_PROBLEM TO SOLVE_
Please count the lines in the rows below that contain the string "wooden", with case counting, and reply with the number alone.

_DATASET RECORDS_
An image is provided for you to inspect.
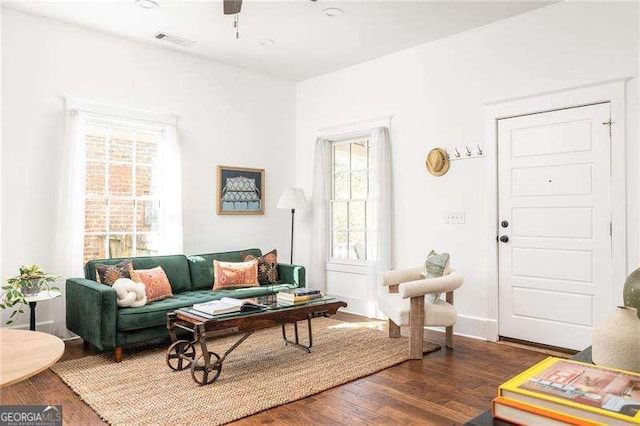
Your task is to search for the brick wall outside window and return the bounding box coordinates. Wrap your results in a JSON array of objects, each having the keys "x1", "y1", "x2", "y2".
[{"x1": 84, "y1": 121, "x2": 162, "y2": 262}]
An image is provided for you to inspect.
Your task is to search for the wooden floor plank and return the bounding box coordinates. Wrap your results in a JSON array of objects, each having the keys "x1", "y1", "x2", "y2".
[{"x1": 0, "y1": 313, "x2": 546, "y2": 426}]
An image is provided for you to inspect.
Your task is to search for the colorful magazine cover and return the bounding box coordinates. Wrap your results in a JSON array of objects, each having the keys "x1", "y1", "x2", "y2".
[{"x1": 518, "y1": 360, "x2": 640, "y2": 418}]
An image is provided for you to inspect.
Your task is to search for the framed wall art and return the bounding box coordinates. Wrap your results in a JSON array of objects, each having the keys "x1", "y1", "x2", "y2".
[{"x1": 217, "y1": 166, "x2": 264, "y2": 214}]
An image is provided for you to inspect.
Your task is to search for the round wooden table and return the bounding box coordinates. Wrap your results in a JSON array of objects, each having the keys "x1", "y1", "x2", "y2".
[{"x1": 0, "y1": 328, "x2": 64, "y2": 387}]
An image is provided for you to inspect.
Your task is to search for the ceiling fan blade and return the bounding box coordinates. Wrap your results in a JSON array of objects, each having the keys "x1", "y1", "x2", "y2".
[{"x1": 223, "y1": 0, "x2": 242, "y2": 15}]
...
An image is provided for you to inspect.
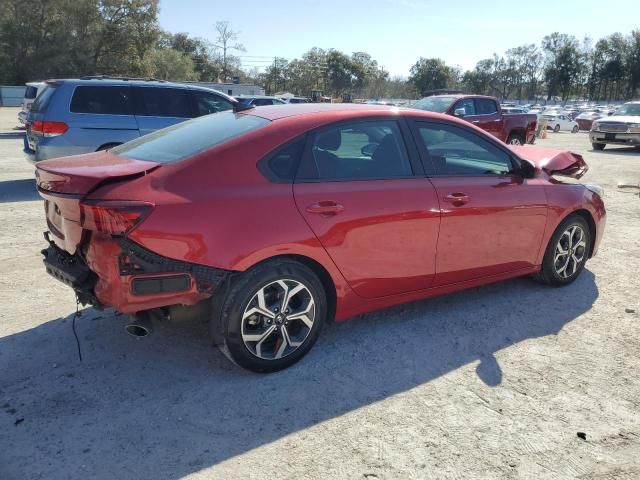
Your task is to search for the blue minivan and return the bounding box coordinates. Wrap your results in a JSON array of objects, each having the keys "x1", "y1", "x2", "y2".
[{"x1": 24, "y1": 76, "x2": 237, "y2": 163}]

_COMPLETE OUTPUT_
2